The institutional gap

Economic sociologist Karl Polanyi warned in the mid-twentieth century that markets detached from social constraints inevitably provoke protective reactions from society. Today, we are witnessing a global version of this process. The economy has become transnational, while institutions of solidarity and risk-sharing remain largely national.

The result is a widening gap: risks are global, but mechanisms for managing them are fragmented. This fuels national strategies of self-insurance, distrust toward international institutions, and a return to bloc-based logic.

Where we are now

Contemporary society is in a transitional phase between an industrial, growth-driven model and a new one in which stability becomes the key resource. It is a world of objective abundance and subjective anxiety — a world in which the central problem is not scarcity, but the inability of institutions to align production, distribution, and trust.

This phase does not imply inevitable collapse. But it does reveal the limits of a development model based exclusively on expanding output. Without renewed mechanisms for risk management, redistribution, and collective guarantees, growth will increasingly be accompanied by instability.

- Dataset rows
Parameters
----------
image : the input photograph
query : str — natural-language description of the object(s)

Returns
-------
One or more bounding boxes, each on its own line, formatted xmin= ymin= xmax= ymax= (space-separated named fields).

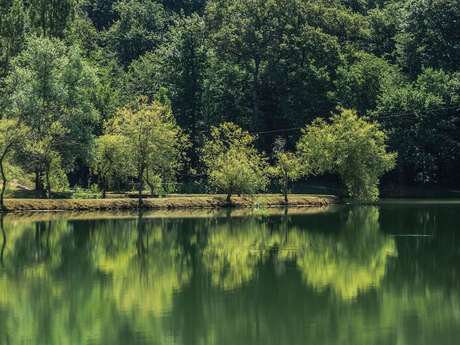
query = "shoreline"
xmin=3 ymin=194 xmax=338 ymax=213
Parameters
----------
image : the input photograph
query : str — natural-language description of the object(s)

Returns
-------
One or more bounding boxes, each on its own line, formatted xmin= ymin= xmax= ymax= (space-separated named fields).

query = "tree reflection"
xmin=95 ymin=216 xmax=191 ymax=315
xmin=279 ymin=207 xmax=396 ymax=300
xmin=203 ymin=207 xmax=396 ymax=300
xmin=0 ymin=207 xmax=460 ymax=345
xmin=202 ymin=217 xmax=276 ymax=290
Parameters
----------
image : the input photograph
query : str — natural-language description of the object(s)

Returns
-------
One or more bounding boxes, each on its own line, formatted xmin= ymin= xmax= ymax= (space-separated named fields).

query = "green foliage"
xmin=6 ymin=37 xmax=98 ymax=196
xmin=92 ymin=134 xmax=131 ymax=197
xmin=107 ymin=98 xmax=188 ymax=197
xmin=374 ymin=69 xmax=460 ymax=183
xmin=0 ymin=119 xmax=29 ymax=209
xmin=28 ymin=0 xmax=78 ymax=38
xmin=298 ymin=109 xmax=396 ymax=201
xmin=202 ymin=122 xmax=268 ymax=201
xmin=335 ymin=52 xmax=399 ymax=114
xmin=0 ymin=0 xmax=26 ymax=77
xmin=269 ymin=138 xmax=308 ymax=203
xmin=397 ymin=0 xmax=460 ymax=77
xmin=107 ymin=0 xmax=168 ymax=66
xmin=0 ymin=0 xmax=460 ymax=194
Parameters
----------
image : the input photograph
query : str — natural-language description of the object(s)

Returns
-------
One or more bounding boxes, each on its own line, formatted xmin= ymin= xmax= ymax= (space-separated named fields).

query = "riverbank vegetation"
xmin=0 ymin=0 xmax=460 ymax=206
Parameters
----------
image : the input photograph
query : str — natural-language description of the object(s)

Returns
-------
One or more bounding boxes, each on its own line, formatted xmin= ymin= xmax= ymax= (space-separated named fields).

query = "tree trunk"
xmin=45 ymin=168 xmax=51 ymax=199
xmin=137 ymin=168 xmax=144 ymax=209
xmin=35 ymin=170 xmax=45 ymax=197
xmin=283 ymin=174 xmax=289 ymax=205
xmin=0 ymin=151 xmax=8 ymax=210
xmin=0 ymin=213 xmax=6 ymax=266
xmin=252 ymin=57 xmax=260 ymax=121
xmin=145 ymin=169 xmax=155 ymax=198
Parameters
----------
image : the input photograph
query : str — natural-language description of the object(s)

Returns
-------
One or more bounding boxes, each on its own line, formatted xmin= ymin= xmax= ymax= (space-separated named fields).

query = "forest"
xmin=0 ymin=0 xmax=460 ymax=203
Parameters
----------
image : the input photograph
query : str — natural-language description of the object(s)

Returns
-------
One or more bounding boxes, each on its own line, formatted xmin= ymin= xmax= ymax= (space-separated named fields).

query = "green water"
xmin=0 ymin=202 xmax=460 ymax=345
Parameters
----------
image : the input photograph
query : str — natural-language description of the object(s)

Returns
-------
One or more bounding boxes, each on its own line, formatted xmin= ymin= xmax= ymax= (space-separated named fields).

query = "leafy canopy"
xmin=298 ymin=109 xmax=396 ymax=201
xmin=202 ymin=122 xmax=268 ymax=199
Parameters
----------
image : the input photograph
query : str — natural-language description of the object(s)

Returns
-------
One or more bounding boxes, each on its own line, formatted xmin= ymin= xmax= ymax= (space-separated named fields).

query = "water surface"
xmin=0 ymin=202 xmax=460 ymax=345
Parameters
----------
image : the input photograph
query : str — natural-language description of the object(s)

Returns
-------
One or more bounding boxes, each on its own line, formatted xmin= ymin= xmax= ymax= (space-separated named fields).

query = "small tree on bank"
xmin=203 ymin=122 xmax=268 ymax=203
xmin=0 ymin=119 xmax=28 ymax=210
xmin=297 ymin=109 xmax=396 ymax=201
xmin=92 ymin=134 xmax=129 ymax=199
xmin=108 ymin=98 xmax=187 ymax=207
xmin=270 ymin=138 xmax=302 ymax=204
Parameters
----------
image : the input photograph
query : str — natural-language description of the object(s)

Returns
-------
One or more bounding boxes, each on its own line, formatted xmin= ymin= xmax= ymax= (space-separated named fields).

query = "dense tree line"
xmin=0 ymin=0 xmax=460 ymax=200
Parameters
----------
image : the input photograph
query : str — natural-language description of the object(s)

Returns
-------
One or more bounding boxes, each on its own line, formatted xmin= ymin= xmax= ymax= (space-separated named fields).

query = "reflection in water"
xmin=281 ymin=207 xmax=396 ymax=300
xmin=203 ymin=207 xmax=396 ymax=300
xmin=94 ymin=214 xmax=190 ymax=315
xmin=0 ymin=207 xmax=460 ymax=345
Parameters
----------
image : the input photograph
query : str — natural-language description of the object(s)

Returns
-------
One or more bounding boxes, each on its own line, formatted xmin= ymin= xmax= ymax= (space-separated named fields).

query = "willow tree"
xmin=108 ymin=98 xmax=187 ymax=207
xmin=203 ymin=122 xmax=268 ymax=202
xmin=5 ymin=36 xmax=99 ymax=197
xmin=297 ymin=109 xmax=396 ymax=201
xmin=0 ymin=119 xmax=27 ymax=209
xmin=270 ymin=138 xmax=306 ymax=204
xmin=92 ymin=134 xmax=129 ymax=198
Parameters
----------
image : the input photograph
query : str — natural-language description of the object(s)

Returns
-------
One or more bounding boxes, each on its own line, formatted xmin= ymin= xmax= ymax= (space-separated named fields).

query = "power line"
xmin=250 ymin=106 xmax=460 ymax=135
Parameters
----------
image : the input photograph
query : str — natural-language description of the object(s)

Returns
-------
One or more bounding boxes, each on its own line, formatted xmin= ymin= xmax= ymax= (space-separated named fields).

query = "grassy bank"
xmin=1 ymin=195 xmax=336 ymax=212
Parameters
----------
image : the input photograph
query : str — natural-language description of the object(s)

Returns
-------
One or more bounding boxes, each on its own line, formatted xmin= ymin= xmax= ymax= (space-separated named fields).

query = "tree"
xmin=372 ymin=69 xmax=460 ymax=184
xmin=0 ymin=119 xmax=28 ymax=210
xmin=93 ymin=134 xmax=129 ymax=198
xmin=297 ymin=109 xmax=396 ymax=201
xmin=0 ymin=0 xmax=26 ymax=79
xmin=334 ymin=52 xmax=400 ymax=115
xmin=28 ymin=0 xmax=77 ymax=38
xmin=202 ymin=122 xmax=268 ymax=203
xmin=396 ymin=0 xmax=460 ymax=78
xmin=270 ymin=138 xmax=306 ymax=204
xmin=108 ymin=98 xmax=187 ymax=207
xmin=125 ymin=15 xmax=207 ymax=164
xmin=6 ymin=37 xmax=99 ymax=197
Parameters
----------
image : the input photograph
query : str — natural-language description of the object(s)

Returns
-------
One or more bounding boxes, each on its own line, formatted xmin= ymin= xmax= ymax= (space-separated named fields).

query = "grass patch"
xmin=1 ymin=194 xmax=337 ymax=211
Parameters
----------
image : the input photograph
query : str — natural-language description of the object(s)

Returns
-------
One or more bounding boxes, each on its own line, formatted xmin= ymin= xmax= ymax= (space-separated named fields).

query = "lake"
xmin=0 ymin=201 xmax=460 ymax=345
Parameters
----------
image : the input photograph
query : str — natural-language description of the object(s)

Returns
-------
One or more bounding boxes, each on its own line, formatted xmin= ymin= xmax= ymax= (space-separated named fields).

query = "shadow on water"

- What this exercise asks
1: In the passage on the institutional gap, what did Karl Polanyi say markets detached from social constraints inevitably provoke?
2: List everything the passage on the institutional gap says the widening gap between global risks and fragmented mechanisms fuels.

- Written responses
1: Protective reactions from society.

2:
- National strategies of self-insurance
- Distrust toward international institutions
- A return to bloc-based logic